> Task set:
- a) In the passage on polio, recast the paragraph beginning "But then sanitation improved" as a shorter bulleted list that keeps its main facts.
- b) Carry the passage on polio forward from its final sentence.

> Extract to read:
*** Block opens ***

For most of human history, people could not avoid being infected with polio virus. Most were infected during infancy. And since almost everyone was infected, they had antibodies, including new mothers who were passing those antibodies on to their children through the placenta prior to birth and via breastfeeding afterwards. Infantile paralysis, although still possible, was relatively rare.

But then sanitation improved. Indoor plumbing, water and sewage treatment became more widely adopted. Families began to live in cleaner, less crowded conditions. People were no longer exposed to polio as infants. And when older children and young adults got polio, nerve destruction and paralysis became more frequent. Some cases were so severe, that individuals suffered paralysis of the diaphragm and intercostal muscles, which are essential for breathing. They had to be administered artificial respiration with a Drinker respirator, also known as the Iron Lung, until they recovered. If they recovered. Others lived with partial paralysis for the rest of their lives.

*** Block closes ***

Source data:
*** Block opens ***

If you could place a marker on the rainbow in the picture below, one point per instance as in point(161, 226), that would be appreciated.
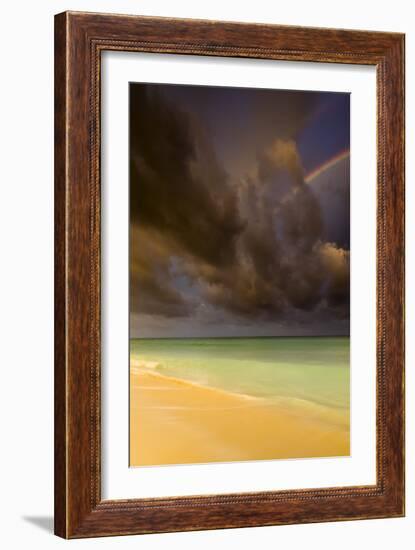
point(327, 164)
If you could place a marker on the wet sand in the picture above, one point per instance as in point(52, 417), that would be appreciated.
point(174, 421)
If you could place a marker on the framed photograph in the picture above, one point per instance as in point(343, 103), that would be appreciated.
point(229, 275)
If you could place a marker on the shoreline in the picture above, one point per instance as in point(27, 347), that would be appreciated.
point(176, 421)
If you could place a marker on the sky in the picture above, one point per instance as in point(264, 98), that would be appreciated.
point(239, 212)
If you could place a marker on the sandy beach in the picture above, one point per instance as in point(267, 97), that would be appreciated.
point(174, 421)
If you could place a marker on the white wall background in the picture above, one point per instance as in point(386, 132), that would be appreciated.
point(26, 272)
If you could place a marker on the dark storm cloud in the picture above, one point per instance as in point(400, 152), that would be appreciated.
point(252, 248)
point(176, 184)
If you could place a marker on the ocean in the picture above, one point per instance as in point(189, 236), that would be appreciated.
point(310, 370)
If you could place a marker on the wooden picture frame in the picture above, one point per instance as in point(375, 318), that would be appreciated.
point(79, 40)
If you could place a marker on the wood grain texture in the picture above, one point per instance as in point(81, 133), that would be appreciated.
point(79, 40)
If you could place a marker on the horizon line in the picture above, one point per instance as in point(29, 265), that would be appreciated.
point(237, 337)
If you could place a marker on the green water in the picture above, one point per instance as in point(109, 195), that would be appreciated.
point(311, 369)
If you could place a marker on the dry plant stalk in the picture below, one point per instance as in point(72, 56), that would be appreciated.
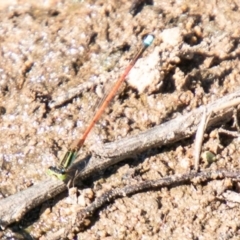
point(14, 207)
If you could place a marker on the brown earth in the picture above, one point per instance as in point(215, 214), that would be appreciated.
point(49, 48)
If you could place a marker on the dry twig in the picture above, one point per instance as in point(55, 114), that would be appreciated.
point(13, 208)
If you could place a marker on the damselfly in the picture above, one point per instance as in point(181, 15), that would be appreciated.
point(70, 155)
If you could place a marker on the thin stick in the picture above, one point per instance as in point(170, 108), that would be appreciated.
point(174, 180)
point(199, 137)
point(13, 208)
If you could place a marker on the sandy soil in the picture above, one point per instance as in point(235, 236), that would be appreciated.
point(50, 48)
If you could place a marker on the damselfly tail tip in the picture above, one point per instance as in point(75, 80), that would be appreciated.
point(148, 40)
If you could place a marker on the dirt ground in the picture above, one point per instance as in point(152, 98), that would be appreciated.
point(50, 48)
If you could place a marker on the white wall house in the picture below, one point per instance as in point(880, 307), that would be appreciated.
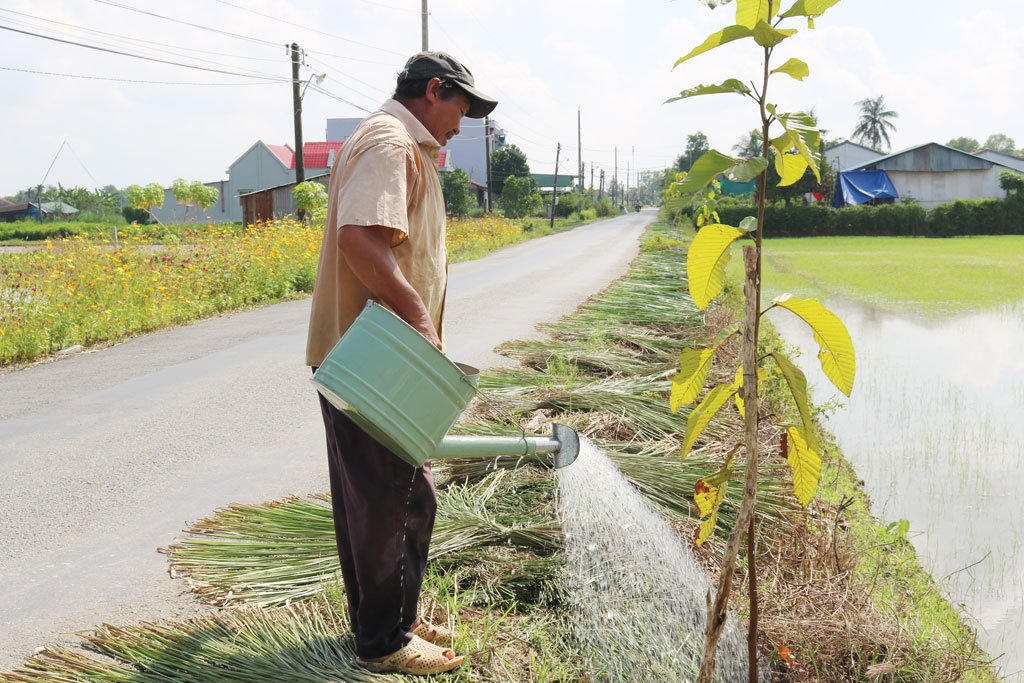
point(935, 174)
point(259, 167)
point(1015, 163)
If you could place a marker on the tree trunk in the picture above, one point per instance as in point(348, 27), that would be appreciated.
point(718, 611)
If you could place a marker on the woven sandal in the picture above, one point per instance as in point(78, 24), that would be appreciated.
point(432, 633)
point(418, 657)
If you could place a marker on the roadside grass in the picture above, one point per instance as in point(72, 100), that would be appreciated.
point(470, 239)
point(909, 274)
point(32, 232)
point(842, 591)
point(84, 290)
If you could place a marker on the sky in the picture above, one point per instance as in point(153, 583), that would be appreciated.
point(88, 118)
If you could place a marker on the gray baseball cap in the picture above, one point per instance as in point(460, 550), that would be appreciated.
point(443, 66)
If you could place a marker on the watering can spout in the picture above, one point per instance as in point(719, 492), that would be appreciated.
point(563, 444)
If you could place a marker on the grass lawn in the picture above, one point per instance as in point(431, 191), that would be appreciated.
point(930, 276)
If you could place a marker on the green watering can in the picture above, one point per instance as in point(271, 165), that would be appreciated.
point(398, 388)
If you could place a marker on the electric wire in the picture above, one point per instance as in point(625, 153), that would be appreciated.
point(306, 28)
point(121, 5)
point(133, 80)
point(144, 43)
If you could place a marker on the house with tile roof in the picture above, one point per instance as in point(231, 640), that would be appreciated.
point(263, 167)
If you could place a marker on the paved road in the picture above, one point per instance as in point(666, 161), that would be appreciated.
point(108, 455)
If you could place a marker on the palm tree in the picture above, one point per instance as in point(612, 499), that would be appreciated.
point(875, 124)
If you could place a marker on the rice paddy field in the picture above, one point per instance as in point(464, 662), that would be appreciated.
point(87, 290)
point(933, 426)
point(843, 594)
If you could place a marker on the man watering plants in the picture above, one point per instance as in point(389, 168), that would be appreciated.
point(384, 240)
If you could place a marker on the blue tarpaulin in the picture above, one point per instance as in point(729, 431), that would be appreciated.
point(862, 186)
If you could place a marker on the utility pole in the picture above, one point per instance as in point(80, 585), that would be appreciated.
point(486, 150)
point(580, 150)
point(300, 171)
point(554, 190)
point(424, 28)
point(636, 184)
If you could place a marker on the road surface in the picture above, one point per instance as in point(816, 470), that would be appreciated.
point(108, 455)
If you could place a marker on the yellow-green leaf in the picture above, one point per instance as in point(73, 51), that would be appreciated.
point(798, 387)
point(726, 35)
point(809, 8)
point(701, 415)
point(768, 36)
point(750, 168)
point(694, 364)
point(805, 136)
point(749, 12)
point(782, 144)
point(806, 465)
point(711, 164)
point(732, 85)
point(791, 168)
point(706, 261)
point(836, 352)
point(795, 68)
point(708, 496)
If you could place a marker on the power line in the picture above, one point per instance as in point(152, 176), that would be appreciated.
point(131, 80)
point(306, 28)
point(139, 56)
point(121, 5)
point(324, 91)
point(144, 43)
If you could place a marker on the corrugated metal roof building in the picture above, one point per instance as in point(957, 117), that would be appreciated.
point(935, 174)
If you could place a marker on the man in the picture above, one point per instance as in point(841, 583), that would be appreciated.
point(384, 240)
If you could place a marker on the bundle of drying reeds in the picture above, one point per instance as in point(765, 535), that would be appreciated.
point(301, 643)
point(284, 551)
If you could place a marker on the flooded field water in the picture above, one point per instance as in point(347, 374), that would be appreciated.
point(935, 428)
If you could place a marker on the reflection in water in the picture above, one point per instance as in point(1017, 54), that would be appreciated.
point(934, 428)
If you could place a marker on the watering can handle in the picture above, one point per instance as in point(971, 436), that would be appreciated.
point(498, 409)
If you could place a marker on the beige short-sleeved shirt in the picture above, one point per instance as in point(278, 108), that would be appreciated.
point(385, 175)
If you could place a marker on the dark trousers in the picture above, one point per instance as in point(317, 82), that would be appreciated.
point(383, 517)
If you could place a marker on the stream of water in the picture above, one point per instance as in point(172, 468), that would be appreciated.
point(637, 592)
point(934, 427)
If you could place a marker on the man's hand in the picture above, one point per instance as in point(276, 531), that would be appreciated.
point(370, 257)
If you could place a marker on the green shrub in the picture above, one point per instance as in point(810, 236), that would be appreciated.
point(519, 199)
point(978, 217)
point(567, 205)
point(603, 207)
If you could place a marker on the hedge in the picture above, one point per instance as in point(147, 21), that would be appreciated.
point(960, 218)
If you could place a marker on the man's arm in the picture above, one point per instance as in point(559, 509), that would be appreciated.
point(370, 257)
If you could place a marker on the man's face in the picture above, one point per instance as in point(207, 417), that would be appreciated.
point(444, 116)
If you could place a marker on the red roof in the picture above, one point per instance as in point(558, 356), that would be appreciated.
point(284, 153)
point(315, 155)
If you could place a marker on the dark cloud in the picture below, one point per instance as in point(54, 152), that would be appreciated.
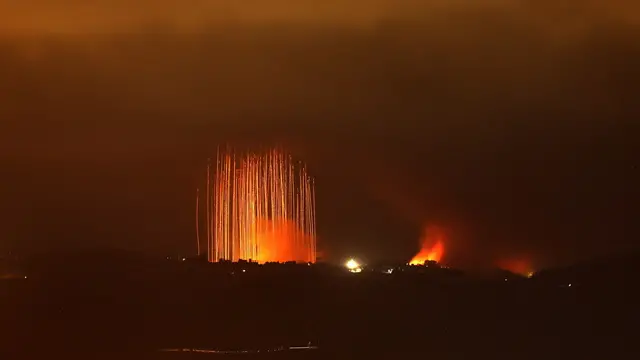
point(511, 123)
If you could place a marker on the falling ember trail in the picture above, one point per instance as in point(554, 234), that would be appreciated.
point(261, 207)
point(432, 246)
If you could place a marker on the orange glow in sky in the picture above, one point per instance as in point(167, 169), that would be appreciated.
point(517, 266)
point(432, 246)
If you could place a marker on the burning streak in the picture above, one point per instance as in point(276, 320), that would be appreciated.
point(432, 246)
point(261, 208)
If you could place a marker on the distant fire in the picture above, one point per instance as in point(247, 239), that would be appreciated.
point(516, 266)
point(432, 246)
point(259, 207)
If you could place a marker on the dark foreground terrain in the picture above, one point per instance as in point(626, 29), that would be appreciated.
point(118, 306)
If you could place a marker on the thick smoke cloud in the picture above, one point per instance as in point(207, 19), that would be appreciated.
point(496, 120)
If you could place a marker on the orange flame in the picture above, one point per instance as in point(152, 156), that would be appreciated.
point(432, 246)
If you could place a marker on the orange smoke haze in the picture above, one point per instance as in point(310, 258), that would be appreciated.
point(281, 241)
point(432, 246)
point(517, 266)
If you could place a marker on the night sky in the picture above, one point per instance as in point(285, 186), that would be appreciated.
point(513, 124)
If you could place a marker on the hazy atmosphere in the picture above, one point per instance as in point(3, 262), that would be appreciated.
point(512, 124)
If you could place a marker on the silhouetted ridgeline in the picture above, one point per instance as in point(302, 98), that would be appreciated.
point(122, 303)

*** Block closes ***

> Task responses:
- a)
- Sanitation improved: indoor plumbing and water and sewage treatment became more widely adopted, and families lived in cleaner, less crowded conditions.
- People were no longer exposed to polio as infants.
- When older children and young adults got polio, nerve destruction and paralysis became more frequent.
- Some severe cases paralyzed the diaphragm and intercostal muscles, which are essential for breathing. These patients needed artificial respiration in a Drinker respirator (the Iron Lung) until they recovered, if they did.
- Others lived with partial paralysis for the rest of their lives.

- b)
The polio virus was no longer an endemic virus, and had ceased to coexist with humans the way it had evolved for thousands of years. And where it lost its endemic status, it gained epidemic potential. And these epidemics just so happened to hit wealthy people, since clean conditions were a sign of wealth, and thus the rich were less likely to have immunity to polio from infancy. 

Because it was impossible to predict where and who polio could strike, strict measures were taken to avoid polio exposure. Swimming pools and beaches were closed for the summer in the early 1950s, at the height of the worst polio epidemic in the United States. Children had to stay away from crowds and were often banned from public places. There were crazy rumors that soft drinks or changes in temperature or weather were spreading the disease. People refused to shake hands. Yet people didn’t need to hear horror stories in order to manipulate their behavior, they were eyewitnesses, and seeing their neighbor lose a child to polio was all the evidence that was needed to encourage cautious behavior.

As with smallpox, the only thing that ended the polio outbreaks was a return to population immunity – mitigation measures were much less effective, and only delayed inevitable outbreaks. As with smallpox, population immunity was increased through mass vaccination. Since polio vaccines confer long-lived immunity, polio is no longer a problem in developed countries, although, unlike smallpox, it has yet to be eradicated.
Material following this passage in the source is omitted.